### WHAT THE TASK ASKS
Please write out the material that follows, exactly as it stands.
>> BEGIN RECORDS PROVIDED
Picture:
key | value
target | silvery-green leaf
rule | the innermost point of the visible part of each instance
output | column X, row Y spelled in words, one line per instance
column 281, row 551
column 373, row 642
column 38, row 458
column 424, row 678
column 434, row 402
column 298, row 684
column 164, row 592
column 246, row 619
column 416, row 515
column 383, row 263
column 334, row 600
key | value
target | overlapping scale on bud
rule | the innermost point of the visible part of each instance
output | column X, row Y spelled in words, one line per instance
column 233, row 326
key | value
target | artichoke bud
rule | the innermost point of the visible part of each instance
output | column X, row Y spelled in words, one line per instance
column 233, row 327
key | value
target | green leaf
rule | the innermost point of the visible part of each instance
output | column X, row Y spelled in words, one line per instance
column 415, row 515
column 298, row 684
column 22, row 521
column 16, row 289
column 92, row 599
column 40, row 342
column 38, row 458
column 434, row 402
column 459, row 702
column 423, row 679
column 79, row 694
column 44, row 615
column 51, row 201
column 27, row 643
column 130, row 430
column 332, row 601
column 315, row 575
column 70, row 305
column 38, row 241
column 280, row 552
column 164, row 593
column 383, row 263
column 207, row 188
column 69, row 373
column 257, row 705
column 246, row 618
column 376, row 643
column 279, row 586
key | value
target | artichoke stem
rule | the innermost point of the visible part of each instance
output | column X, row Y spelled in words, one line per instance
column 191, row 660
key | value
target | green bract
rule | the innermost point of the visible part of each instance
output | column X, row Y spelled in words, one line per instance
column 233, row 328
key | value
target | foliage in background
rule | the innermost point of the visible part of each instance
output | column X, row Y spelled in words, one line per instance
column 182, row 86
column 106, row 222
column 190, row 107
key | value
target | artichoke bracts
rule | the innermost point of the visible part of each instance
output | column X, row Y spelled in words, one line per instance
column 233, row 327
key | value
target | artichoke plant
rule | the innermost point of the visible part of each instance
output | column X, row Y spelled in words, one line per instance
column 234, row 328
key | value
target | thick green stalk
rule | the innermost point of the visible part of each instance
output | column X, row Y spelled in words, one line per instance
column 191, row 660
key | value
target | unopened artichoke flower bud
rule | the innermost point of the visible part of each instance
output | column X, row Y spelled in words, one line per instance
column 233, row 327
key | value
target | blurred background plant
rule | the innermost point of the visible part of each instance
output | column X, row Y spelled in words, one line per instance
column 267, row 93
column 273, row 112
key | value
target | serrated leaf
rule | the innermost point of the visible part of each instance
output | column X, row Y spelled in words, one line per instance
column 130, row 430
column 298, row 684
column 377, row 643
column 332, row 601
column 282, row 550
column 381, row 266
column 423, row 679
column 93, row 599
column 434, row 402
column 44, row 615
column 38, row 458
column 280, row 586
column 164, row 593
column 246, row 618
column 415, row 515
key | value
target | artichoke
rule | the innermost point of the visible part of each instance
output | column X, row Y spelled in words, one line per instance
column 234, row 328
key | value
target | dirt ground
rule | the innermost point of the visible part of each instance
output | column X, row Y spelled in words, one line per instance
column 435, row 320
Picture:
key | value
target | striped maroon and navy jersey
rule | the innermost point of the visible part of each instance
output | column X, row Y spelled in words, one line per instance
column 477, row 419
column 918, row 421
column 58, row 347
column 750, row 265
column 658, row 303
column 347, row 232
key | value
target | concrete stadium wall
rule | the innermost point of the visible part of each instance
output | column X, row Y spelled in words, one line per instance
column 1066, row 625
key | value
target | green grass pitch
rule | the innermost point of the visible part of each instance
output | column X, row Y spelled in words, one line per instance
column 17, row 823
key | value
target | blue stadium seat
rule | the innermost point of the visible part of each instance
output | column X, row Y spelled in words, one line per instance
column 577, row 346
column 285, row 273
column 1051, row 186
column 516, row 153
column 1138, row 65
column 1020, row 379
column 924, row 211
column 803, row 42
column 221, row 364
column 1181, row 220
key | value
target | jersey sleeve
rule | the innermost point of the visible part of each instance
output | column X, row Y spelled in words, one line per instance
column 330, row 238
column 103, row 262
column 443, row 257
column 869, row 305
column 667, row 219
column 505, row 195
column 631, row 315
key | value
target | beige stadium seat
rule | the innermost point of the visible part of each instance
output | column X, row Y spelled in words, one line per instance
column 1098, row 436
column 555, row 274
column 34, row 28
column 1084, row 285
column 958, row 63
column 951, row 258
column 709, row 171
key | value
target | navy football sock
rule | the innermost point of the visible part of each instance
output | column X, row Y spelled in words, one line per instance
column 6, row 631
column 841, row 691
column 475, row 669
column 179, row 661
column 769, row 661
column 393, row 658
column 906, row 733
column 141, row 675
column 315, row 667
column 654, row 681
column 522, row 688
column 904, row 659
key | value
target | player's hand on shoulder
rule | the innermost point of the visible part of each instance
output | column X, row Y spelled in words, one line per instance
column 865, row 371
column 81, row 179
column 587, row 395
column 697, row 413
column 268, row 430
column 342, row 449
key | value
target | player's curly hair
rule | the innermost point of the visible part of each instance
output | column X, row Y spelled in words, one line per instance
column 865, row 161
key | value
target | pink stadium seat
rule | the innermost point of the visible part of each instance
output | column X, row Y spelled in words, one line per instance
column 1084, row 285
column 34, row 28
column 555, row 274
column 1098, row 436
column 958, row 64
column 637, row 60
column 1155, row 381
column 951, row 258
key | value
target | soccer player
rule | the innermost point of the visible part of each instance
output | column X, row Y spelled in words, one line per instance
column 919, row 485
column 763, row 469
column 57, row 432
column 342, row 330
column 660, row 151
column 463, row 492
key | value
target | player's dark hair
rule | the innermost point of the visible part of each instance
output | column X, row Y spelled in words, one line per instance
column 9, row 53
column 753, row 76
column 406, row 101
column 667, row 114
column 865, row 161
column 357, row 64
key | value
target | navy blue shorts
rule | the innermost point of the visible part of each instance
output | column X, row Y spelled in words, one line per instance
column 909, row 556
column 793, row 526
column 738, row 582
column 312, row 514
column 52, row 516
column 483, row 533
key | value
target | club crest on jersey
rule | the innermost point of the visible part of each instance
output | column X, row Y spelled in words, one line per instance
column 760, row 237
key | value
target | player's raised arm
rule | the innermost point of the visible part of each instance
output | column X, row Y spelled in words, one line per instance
>> END RECORDS PROVIDED
### RESULT OF THIS EXERCISE
Picture:
key | value
target | silvery-green leaf
rule | the innermost point of the visible part of each instance
output | column X, row Y spelled in words, one line per instance
column 281, row 551
column 373, row 642
column 38, row 458
column 424, row 678
column 434, row 402
column 298, row 684
column 164, row 592
column 246, row 619
column 416, row 515
column 383, row 263
column 334, row 600
key | value
target | overlapping scale on bud
rule | the innermost point of the visible part of each instance
output | column X, row Y spelled in words, one line per instance
column 233, row 326
key | value
target | artichoke bud
rule | the innermost point of the visible part of each instance
output | column X, row Y spelled in words, one line per instance
column 233, row 327
key | value
target | green leaf
rule | the innermost point of the visible part of each instance
output | column X, row Y spelled in words, one line per instance
column 415, row 515
column 298, row 684
column 22, row 521
column 16, row 289
column 92, row 599
column 40, row 342
column 38, row 458
column 434, row 402
column 459, row 702
column 423, row 679
column 79, row 694
column 44, row 615
column 51, row 201
column 27, row 643
column 130, row 430
column 332, row 601
column 315, row 575
column 70, row 305
column 38, row 241
column 280, row 552
column 164, row 593
column 383, row 263
column 207, row 188
column 69, row 373
column 257, row 705
column 246, row 618
column 376, row 643
column 279, row 586
key | value
target | artichoke stem
rule | the innermost point of the visible part of each instance
output | column X, row Y spelled in words, one line per instance
column 191, row 660
key | value
target | green bract
rule | the innermost point of the visible part of each instance
output | column X, row Y spelled in words, one line per instance
column 233, row 328
key | value
target | foliage in background
rule | the innermost point of the visible part of each instance
output | column X, row Y spelled in words, one line per instance
column 182, row 86
column 106, row 222
column 190, row 107
key | value
target | artichoke bracts
rule | the innermost point of the visible part of each instance
output | column X, row Y spelled in words, one line per instance
column 233, row 327
key | value
target | artichoke plant
rule | the innermost point of the visible part of each instance
output | column X, row Y spelled in words, one line per instance
column 234, row 328
key | value
target | thick green stalk
rule | the innermost point of the visible part of each instance
output | column X, row Y spelled in words, one line per instance
column 191, row 660
key | value
target | unopened artichoke flower bud
rule | the innermost point of the visible part of each instance
output | column X, row Y spelled in words, one line per instance
column 233, row 327
key | value
target | blurred background plant
rule | the innermost point of the visible part of each instance
output | column X, row Y spelled in words, one line per instance
column 267, row 93
column 273, row 112
key | value
target | serrated leaf
rule | the innermost point of the visible part of each instance
output | column X, row Y spelled in words, one line per instance
column 130, row 430
column 298, row 684
column 377, row 643
column 332, row 601
column 282, row 550
column 381, row 266
column 423, row 679
column 93, row 599
column 434, row 402
column 44, row 615
column 38, row 458
column 280, row 586
column 164, row 593
column 246, row 618
column 415, row 515
key | value
target | artichoke
rule | the innermost point of the visible part of each instance
output | column X, row Y spelled in words, one line per instance
column 234, row 328
key | value
target | dirt ground
rule | the innermost point of the visible part of each instance
output | column X, row Y spelled in words, one line per instance
column 435, row 320
Picture:
key | value
target | striped maroon and navy jersey
rule | the innermost point of the visible part of each instance
output | column X, row Y spelled in words, one line per instance
column 477, row 419
column 918, row 421
column 58, row 347
column 750, row 265
column 658, row 303
column 347, row 232
key | value
target | concrete stadium wall
rule | the innermost point of the visible part of each instance
output | column X, row Y spelled in words, one line per instance
column 1066, row 625
key | value
target | green grass pitch
rule | the innermost point of the visible part of each instance
output | column X, row Y spelled in words, one line per instance
column 17, row 823
key | value
target | blue stadium seat
rule | the innermost point of the visible part of each instance
output | column X, row Y spelled in words, one line per instance
column 577, row 346
column 285, row 273
column 1051, row 186
column 516, row 153
column 1138, row 65
column 1020, row 379
column 924, row 211
column 803, row 42
column 221, row 364
column 1181, row 220
key | value
target | jersey sleeve
rule | the innermost point of the visible part of each instance
output | column X, row Y spelled in words, one line per instance
column 330, row 238
column 103, row 262
column 443, row 257
column 869, row 305
column 667, row 219
column 505, row 195
column 631, row 315
key | value
target | beige stadium seat
rule | the innermost point of the visible part of each instance
output | column X, row Y spelled in words, one line per instance
column 1098, row 436
column 555, row 274
column 34, row 28
column 1084, row 285
column 958, row 63
column 951, row 258
column 709, row 171
key | value
target | navy football sock
rule | the innermost point of the visible part of each instance
output | column X, row Y spelled in words, one line per instance
column 6, row 631
column 841, row 691
column 475, row 669
column 179, row 661
column 769, row 661
column 393, row 658
column 906, row 733
column 141, row 675
column 315, row 667
column 654, row 681
column 522, row 688
column 904, row 659
key | value
target | player's hand on shoulder
rule | the innermost point of the visible part of each instance
output | column X, row Y spelled in words, one line per instance
column 865, row 371
column 81, row 179
column 587, row 395
column 697, row 413
column 268, row 430
column 342, row 449
key | value
target | player's curly hair
rule | the innermost point of the visible part of each instance
output | column X, row Y spelled in words, one line per instance
column 865, row 161
key | value
target | pink stadium seat
rule | the innermost point of the visible part of each instance
output | column X, row Y spelled in words, one line per instance
column 1084, row 285
column 34, row 28
column 555, row 274
column 1098, row 436
column 958, row 64
column 637, row 60
column 1155, row 381
column 951, row 258
key | value
target | soccer player
rule | the innermost point of the visible part of each instance
output | column X, row Y spelled in words, one line per instance
column 919, row 485
column 763, row 469
column 57, row 432
column 342, row 330
column 660, row 151
column 463, row 492
key | value
target | player's dark hair
rule | the innermost point of the visible part of each instance
output | column X, row Y spelled in words, one line per instance
column 9, row 53
column 753, row 76
column 406, row 101
column 667, row 114
column 865, row 161
column 357, row 64
key | value
target | navy blue shorts
rule | the innermost point of the visible part of each instance
output | column X, row Y spelled in words, one line per instance
column 909, row 556
column 793, row 526
column 738, row 582
column 312, row 514
column 52, row 516
column 483, row 533
key | value
target | club crest on jersey
rule | the innermost point of the visible part of each instance
output | column X, row Y spelled in words, one line per instance
column 760, row 237
key | value
target | player's raised arm
rule | the innermost point of the visible part of each instance
output | column X, row Y spelled in words, one line per instance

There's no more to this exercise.